Texte à étudier =>
--*--
INTERVIEW – Le milliardaire et philanthrope Bill Gates présente jeudi son rapport sur le développement commandé par le président Nicolas Sarkozy.
LE FIGARO. – Quel message principal voulez-vous faire passer au G20?
Bill GATES. – À Cannes, et c’est pour moi un grand honneur d’être invité, je veux montrer que, même en période de turbulences, on peut améliorer les conditions des plus pauvres. Les pays riches doivent tenir leurs engagements en matière d’aide, soit consacrer 0,7% du PIB d’ici à 2015, ce qui rapporterait 80 milliards de plus chaque année, et dépenser cette aide plus intelligemment, en faisant un focus sur l’innovation. Les pays en forte croissance comme le Brésil, la Chine ou le Mexique, qui ont réussi à réduire les niveaux de pauvreté, peuvent apporter leur expertise, leurs capacités d’innovation et leurs ressources humaines. S’agissant des pays les plus pauvres, ils doivent aussi mobiliser davantage leurs ressources internes, en augmentant leurs revenus fiscaux, en combattant la corruption. La réglementation sur la transparence des revenus des entreprises minières et pétrolières est un point positif.
Le président Sarkozy vous a demandé de plancher sur des financements innovants. Que proposez-vous?
Je suggère trois types de taxes. La première, sur les transactions financières, est un outil intéressant, à condition de ne pas appliquer un taux trop élevé, pour éviter les fuites de capitaux. J’ai été fasciné d’apprendre que Londres et Hongkong, qui comptent un secteur financier important, appliquent déjà des taxes similaires qui rapportent des revenus substantiels. Je propose une taxation sur les transports maritimes et aériens et d’augmenter celle sur le tabac, qui aura en plus un impact bénéfique sur la santé.
Vous suggérez que la taxe financière ne puisse être appliquée que par quelques pays?
Elle peut prendre plusieurs formes, selon le taux, l’assiette. On pourrait avoir une taxe universelle. Mais ce que montre le cas britannique, c’est que c’est faisable en fonction du seuil appliqué. Si la France et l’Allemagne imitaient les Britanniques, cela les aiderait à atteindre la barre des 0,7% du PIB. Même s’il ne s’agit pas de lever des centaines de milliards d’euros, la taxe britannique en rapporte cinq chaque année. Quand il s’agit de sauver une vie avec un vaccin ou un traitement antisida pour quelques centaines ou milliers de dollars, l’impact est considérable.
--*--
Données recueillies
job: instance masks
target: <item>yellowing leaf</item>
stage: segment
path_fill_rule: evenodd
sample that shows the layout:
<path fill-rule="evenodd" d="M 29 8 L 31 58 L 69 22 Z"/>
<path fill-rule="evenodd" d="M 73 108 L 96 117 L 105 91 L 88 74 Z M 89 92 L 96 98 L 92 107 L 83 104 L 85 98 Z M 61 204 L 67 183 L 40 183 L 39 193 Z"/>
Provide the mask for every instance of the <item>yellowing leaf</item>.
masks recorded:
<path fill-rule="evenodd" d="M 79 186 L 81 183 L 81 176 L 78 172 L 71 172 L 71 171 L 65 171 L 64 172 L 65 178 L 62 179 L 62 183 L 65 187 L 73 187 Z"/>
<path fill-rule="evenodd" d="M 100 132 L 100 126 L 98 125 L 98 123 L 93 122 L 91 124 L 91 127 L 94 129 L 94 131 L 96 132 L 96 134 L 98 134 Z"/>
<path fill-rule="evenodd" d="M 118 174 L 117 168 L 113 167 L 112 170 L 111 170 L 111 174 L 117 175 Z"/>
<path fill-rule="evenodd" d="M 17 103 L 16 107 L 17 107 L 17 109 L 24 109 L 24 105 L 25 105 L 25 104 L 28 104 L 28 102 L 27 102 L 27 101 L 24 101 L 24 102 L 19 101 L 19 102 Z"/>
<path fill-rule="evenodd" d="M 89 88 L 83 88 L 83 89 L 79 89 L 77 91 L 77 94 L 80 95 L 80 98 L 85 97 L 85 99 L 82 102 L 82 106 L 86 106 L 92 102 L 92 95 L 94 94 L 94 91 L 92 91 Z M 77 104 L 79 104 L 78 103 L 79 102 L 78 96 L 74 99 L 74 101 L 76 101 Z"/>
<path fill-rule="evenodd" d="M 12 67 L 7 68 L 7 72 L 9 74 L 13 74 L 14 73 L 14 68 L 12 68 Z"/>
--*--
Tâches à faire =>
a) Répondez aux questions suivantes sur l'entretien avec Bill Gates :
(i) Quelle part de leur PIB les pays riches doivent-ils consacrer à l'aide d'ici à 2015 ?
(ii) Quelles deux villes appliquent déjà des taxes semblables à celle sur les transactions financières ?
(iii) En plus des revenus, quel effet aurait une hausse de la taxe sur le tabac ?
b) Poursuivez l'entretien avec Bill Gates juste après sa dernière réponse.

Réponses aux tâches =>
a)
(i) 0,7 % du PIB.
(ii) Londres et Hongkong.
(iii) Un effet bénéfique sur la santé.

b)
Vous insistez beaucoup dans votre rapport sur le rôle de l’innovation et des pays émergents?
L’innovation a un impact direct sur le développement. Les pays ont besoin de nouvelles semences, en raison du changement climatique, de nouveaux vaccins face aux épidémies, de nouveaux outils pour les agriculteurs. Il faut développer des partenariats entre pays riches et émergents pour aider les plus démunis. Nous, fondations, pouvons y contribuer. Il y a déjà des initiatives du Brésil, sur le soja, ou de la Chine sur le riz. Ces pays, receveurs d’aides dans le passé, sont devenus donateurs.
Pourquoi l’agriculture et la santé sont prioritaires?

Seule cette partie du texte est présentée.